AIM —
Render the entries as a numbered list, starting at the line that contains "Task: point to the white" and ending at the final line of the entries, with both ends included. Leave out blank lines and include no other lines.

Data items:
■ ■ ■ ■
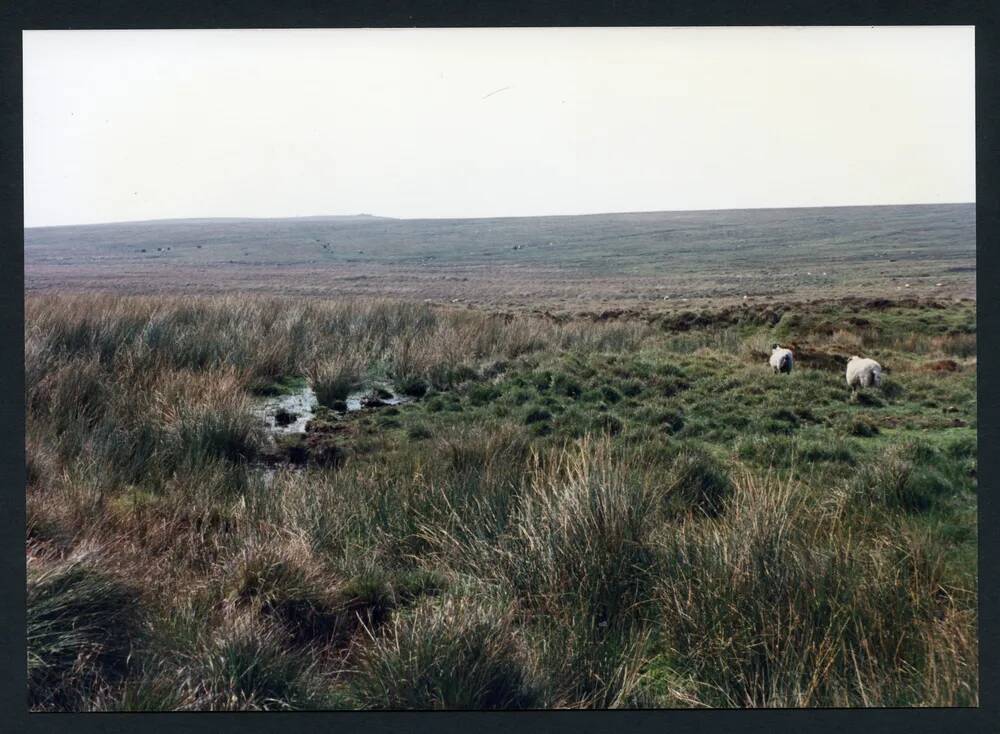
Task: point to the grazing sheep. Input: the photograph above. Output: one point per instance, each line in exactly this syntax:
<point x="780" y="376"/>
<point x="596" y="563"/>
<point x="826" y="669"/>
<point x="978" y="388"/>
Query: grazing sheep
<point x="863" y="373"/>
<point x="781" y="359"/>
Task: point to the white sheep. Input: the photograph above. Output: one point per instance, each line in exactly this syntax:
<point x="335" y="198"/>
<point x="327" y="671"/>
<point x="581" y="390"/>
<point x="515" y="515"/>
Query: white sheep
<point x="781" y="359"/>
<point x="863" y="373"/>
■ ■ ■ ■
FULL OUTPUT —
1. Task: point to the white sheep. Input: the photograph above. Output: one point per instance, each line in exactly this syntax:
2. <point x="335" y="198"/>
3. <point x="327" y="671"/>
4. <point x="581" y="390"/>
5. <point x="515" y="515"/>
6. Query: white sheep
7. <point x="781" y="359"/>
8. <point x="863" y="373"/>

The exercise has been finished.